• What to do:
A – In the article on the Pennsylvania Senate race, where did Fetterman address his supporters?
B – Resume the article on Fetterman's Pennsylvania Senate win, starting right after its final sentence.

John Fetterman wins Pa. Senate race, flipping key seat for Democrats
John Fetterman has prevailed over Mehmet Oz in a bitterly fought Pennsylvania contest, flipping the critical U.S. Senate seat for Democrats as majority-control of the chamber hangs in the balance.
Fetterman had about 49.6% of the total votes counted by about 1 a.m. Wednesday when the race was called by NBC and Fox News, while Oz trailed with about 48% of the unofficial tally. The Associated Press later called the race in Fetterman's favor.
Speaking to a raucous crowd of roughly 100 supporters at the AE Stage entertainment complex in Pittsburgh, Fetterman, who campaigned through a life-threatening stroke and its after-effects, said his candidacy was always about "fighting for everyone who's ever been knocked down and who ever got back up."
"This race is for the future of every community all across Pennsylvania," he said, wearing his signature black hoodie. "For every small town or person that ever felt left behind. For every job that's ever been lost. For every factory that was ever closed. For every person that works hard but never got ahead."
Oz had still sounded hopeful as he addressed an audience of supporters at the Newtown Athletic Club a few hours before the race was called in his opponent's favor.

• Listed records:
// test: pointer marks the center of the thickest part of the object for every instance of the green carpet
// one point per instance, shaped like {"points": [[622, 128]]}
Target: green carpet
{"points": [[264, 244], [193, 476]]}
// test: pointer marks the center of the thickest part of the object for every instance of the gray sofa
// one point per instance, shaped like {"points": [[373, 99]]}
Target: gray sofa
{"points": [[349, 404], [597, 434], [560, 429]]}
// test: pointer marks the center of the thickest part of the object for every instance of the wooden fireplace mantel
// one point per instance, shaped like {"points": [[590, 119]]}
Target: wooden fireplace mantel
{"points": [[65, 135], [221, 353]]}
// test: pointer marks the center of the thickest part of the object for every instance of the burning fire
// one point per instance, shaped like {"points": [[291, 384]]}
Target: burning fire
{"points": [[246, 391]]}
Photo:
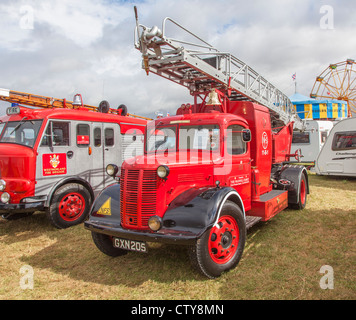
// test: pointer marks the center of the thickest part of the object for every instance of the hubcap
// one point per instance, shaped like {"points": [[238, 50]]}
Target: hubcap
{"points": [[302, 192], [72, 206], [223, 240]]}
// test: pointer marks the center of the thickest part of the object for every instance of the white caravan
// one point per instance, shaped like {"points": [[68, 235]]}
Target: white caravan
{"points": [[312, 139], [338, 155]]}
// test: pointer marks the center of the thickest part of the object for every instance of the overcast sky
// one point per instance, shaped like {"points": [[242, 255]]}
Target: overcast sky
{"points": [[59, 48]]}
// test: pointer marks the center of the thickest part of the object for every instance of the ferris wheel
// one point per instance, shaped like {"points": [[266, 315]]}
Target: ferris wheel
{"points": [[337, 81]]}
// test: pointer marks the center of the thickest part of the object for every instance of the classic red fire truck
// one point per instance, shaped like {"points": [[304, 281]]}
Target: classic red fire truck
{"points": [[211, 171], [53, 159]]}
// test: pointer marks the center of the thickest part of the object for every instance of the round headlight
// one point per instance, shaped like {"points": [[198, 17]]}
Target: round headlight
{"points": [[2, 185], [112, 170], [5, 197], [155, 223], [163, 171]]}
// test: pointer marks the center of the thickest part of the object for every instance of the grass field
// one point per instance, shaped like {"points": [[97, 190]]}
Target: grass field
{"points": [[282, 258]]}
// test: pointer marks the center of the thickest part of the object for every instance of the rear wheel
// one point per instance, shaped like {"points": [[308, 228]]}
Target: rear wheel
{"points": [[302, 196], [221, 247], [105, 244], [69, 206]]}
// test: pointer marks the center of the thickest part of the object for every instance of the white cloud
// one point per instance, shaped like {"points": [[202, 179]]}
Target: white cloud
{"points": [[86, 46]]}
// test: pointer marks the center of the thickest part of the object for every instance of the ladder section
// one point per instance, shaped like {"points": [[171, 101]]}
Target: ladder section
{"points": [[199, 67], [39, 101]]}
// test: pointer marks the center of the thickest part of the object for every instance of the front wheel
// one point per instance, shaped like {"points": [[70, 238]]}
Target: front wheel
{"points": [[220, 248], [69, 206]]}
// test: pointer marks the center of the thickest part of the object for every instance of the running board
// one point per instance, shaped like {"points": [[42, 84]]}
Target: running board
{"points": [[251, 221]]}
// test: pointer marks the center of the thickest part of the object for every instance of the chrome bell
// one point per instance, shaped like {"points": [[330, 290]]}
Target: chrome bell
{"points": [[77, 100], [213, 99]]}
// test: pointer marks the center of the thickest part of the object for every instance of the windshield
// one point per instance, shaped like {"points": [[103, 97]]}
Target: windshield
{"points": [[22, 132], [202, 137]]}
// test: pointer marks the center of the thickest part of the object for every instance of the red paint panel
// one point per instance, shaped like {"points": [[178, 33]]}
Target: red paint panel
{"points": [[54, 164]]}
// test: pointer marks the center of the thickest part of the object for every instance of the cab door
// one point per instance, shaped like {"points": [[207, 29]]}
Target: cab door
{"points": [[105, 149], [238, 152], [54, 156]]}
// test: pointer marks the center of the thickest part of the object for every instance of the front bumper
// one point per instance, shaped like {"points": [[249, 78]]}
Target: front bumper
{"points": [[165, 235], [8, 209]]}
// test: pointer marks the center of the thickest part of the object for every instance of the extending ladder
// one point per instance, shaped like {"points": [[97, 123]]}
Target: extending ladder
{"points": [[200, 67]]}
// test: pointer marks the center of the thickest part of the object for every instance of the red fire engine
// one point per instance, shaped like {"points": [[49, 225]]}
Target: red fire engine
{"points": [[53, 159], [211, 171]]}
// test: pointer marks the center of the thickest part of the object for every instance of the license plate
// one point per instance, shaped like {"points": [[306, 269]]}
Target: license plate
{"points": [[132, 245]]}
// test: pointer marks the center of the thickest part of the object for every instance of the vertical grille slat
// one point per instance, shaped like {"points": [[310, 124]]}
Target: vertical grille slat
{"points": [[138, 197]]}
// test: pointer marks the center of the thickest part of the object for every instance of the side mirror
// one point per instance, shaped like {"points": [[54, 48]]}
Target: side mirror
{"points": [[246, 135]]}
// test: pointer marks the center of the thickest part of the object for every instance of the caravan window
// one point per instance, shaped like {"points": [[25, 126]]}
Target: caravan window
{"points": [[324, 135], [301, 137], [344, 140]]}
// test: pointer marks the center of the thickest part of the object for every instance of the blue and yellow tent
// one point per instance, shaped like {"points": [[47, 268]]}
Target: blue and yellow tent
{"points": [[308, 108]]}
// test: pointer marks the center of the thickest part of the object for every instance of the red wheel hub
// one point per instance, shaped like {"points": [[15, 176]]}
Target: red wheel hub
{"points": [[224, 239], [302, 192], [72, 206]]}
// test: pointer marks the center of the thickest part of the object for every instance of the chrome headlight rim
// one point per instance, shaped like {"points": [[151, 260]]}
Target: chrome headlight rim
{"points": [[5, 197], [163, 172], [155, 223], [2, 185], [112, 170]]}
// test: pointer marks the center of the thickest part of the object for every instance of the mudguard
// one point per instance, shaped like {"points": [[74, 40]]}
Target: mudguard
{"points": [[186, 219], [292, 174]]}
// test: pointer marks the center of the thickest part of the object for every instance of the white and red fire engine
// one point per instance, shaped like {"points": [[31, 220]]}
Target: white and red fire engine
{"points": [[53, 158]]}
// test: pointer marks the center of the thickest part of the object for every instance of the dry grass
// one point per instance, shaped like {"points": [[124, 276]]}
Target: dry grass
{"points": [[281, 261]]}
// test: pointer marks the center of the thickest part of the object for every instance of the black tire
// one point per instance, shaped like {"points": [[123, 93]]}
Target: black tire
{"points": [[70, 206], [204, 256], [105, 245], [302, 194]]}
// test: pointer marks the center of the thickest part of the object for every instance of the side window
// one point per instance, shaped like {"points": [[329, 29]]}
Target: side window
{"points": [[83, 135], [97, 137], [109, 137], [235, 144], [59, 133], [344, 140], [301, 137]]}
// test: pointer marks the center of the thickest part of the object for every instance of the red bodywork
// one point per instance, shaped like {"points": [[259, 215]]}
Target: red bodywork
{"points": [[143, 194]]}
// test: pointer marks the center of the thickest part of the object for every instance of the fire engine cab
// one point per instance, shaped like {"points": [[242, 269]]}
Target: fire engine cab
{"points": [[54, 159], [211, 171]]}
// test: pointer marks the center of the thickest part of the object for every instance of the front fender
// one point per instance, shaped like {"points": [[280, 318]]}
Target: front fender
{"points": [[293, 173], [187, 217], [196, 210], [106, 205]]}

• The responses:
A – He spoke at the AE Stage entertainment complex in Pittsburgh.

B –
“When all the ballots are counted, we believe we will win this race,” Oz said before the race was called.
At the time, Fetterman was less than one percentage point ahead of his GOP rival, but the Democrat built on his razor-thin lead as the night wore on.
By the time Wednesday dawned, Fetterman was leading by nearly 3 percentage points, or more than 136,000 votes, and Oz called his rival at about 9:30 a.m. to concede the race.
The Democrat will replace outgoing Republican U.S. Sen. Pat Toomey, in the key seat that could determine which party holds a majority in the upper chamber. More than $370 million flooded into the race, according to Open Secrets, making it the nation’s most expensive Senate contest this cycle and one of the most watched.
Fetterman, the sitting lieutenant governor and former mayor of a small Pennsylvania steel town, started the general election with a sizable lead over his Republican rival, who emerged bruised from a rough-and-tumble GOP primary. But Oz closed that gap during the contest’s waning weeks, focusing on inflation and crime as Fetterman strove to highlight abortion rights and his credentials as a native Pennsylvanian.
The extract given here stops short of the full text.